◆ LISTING:
◇ ◇ ◇ ◇ ◇ ◇ ◇

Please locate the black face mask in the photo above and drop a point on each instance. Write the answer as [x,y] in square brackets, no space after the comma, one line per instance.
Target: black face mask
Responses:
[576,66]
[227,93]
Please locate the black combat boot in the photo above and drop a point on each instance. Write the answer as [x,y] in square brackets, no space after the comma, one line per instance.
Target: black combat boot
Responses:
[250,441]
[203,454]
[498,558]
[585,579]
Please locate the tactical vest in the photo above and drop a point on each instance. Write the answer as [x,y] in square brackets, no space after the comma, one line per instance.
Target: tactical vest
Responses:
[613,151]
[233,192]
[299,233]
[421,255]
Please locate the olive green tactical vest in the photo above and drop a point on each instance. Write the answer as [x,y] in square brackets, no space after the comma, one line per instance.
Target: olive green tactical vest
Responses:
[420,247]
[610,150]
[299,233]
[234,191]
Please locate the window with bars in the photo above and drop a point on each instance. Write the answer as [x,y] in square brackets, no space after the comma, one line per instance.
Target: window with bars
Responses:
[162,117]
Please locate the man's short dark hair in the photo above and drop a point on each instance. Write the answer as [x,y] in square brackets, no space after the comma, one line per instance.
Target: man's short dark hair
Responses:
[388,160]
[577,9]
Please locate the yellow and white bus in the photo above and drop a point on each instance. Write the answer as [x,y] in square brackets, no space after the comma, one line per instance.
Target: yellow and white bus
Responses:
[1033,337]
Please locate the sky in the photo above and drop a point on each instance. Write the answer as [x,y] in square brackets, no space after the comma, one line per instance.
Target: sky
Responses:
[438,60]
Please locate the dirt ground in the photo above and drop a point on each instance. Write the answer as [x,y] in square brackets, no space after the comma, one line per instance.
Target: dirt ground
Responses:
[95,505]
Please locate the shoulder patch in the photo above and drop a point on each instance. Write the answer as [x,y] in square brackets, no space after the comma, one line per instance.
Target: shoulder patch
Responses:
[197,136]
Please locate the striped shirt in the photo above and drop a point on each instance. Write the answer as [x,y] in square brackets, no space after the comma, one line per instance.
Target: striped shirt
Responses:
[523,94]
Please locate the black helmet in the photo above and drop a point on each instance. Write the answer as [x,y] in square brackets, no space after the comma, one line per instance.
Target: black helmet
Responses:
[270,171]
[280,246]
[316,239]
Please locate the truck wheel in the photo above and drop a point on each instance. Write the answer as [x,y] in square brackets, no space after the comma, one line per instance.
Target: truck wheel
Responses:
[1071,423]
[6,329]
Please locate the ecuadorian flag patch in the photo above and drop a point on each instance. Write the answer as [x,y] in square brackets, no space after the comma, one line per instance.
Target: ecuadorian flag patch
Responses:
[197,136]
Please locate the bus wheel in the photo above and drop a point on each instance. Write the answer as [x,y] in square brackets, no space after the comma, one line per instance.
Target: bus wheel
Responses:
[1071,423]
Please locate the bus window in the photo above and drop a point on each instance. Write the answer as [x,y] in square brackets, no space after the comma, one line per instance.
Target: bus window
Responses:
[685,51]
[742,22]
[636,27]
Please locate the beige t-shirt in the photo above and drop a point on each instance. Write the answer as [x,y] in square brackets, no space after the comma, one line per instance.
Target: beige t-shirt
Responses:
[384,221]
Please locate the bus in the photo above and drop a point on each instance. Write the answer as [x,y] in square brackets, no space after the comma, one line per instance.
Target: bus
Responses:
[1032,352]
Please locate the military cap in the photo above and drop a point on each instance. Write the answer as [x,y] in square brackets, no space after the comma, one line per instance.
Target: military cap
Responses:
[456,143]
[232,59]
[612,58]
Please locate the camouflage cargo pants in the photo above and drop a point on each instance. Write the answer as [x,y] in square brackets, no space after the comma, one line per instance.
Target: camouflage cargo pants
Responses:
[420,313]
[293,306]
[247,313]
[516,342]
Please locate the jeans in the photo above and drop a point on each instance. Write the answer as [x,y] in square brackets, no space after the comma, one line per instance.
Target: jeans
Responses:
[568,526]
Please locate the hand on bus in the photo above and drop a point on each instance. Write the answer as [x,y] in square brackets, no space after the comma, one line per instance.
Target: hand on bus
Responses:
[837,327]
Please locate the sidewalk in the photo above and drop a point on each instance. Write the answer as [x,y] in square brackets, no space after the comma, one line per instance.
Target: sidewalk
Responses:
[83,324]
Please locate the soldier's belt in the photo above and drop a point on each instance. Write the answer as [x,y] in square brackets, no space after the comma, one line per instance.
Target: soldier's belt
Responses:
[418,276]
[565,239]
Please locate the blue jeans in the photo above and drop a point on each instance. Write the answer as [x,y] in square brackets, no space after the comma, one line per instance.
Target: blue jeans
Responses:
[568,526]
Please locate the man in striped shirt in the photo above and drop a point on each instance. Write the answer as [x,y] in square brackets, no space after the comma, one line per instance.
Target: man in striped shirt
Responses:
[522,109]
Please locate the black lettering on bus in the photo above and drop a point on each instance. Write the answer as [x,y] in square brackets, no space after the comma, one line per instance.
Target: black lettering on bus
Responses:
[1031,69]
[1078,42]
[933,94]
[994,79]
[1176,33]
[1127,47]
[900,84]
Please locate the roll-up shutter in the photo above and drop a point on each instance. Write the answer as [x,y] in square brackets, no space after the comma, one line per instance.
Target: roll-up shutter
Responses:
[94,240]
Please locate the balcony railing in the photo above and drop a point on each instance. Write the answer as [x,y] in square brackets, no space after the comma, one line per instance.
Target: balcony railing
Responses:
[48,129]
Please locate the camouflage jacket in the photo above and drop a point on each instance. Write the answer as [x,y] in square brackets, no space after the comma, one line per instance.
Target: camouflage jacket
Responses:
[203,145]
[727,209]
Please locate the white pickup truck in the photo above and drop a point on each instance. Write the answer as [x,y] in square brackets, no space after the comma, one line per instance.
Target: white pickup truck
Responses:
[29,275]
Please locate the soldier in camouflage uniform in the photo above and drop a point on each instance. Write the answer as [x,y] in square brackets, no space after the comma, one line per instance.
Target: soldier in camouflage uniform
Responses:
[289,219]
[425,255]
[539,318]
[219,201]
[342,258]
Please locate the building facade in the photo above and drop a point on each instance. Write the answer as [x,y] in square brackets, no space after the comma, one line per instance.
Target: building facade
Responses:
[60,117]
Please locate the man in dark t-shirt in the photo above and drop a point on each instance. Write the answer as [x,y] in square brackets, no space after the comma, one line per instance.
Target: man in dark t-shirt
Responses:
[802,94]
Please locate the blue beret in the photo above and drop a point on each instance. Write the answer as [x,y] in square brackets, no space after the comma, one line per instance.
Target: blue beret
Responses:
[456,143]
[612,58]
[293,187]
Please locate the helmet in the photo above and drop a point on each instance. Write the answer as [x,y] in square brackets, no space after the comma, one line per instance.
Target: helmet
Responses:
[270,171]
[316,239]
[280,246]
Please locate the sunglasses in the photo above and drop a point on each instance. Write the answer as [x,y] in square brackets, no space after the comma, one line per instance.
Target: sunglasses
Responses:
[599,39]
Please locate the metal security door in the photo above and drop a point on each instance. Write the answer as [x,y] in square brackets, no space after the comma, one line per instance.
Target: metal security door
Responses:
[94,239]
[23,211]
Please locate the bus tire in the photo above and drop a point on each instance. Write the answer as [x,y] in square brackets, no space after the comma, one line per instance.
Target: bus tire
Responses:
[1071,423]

◇ ◇ ◇ ◇ ◇ ◇ ◇

◆ GIVEN INSTRUCTION:
Can you quote exactly the lines from the one containing "Please locate the helmet" through the last line of the records above, and nothing else?

◆ IN RESPONSE:
Please locate the helmet in the photo above and drop a point on each instance. Write the answer as [x,y] in square brackets, no space after the comma, one line per instance.
Target: helmet
Responses:
[270,171]
[316,239]
[280,246]
Please locate the sunglasses in the photo above and drop a point on each instance. Write the answer as [x,y] in square brackets, no space after the comma, one line per instance.
Target: sunglasses
Responses:
[599,39]
Please locate the metal security door in the photo above and drop a point on each instance. Write the answer as [x,y] in square brackets, no space after the comma, one line per instance.
Target: metal security door
Responses:
[94,239]
[23,211]
Please locate the bus tire in the photo above and drop a point on each instance. Write the answer as [x,y] in square brackets, no space after the comma, one line per instance.
Target: bus tire
Responses:
[1071,423]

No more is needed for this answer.